__ASSIGNMENT__.
According to the text on controller class selection, when can simpler partition routers outperform instance-level controllers?

__TEXT FOR ANALYSIS__.
A Regime Theory of Controller Class Selection for LLM Action Decisions
Researchers propose a regime theory framework for selecting controller classes in language and vision-language models, determining whether AI systems should answer directly, retrieve evidence, defer to stronger models, or abstain. The work demonstrates that model expressivity doesn't uniformly improve performance in finite samples, and provides a principled method to match controller complexity to data availability across multiple benchmarks.
This research addresses a fundamental operational challenge in deploying large language models: deciding when a model should handle a query independently versus when it should route the request elsewhere or decline to answer. Rather than assuming that more sophisticated routing mechanisms always outperform simpler ones, the authors establish that optimal controller selection depends on finite-sample constraints and the reliability of uncertainty signals.
The theoretical contribution centers on organizing controllers into a nested lattice of increasing complexity and proving distribution-dependent thresholds that determine which class performs best. This reflects a broader tension in machine learning between model capacity and data efficiency. When uncertainty signals are unreliable due to insufficient samples, simpler partition routers may actually outperform instance-level controllers despite their apparent sophistication. The Bernstein-tight bounds provide both theoretical rigor and practical guarantees.

Entries drawn from a collection:

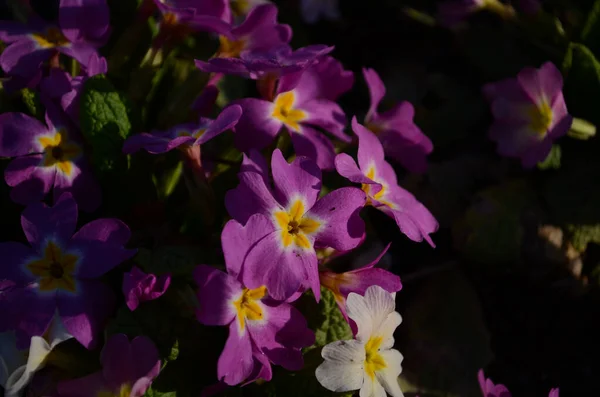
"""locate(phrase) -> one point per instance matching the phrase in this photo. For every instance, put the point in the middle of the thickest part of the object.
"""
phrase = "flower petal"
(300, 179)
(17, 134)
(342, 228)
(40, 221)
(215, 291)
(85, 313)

__YOUR SOLUTION__.
When uncertainty signals are unreliable because there are too few samples.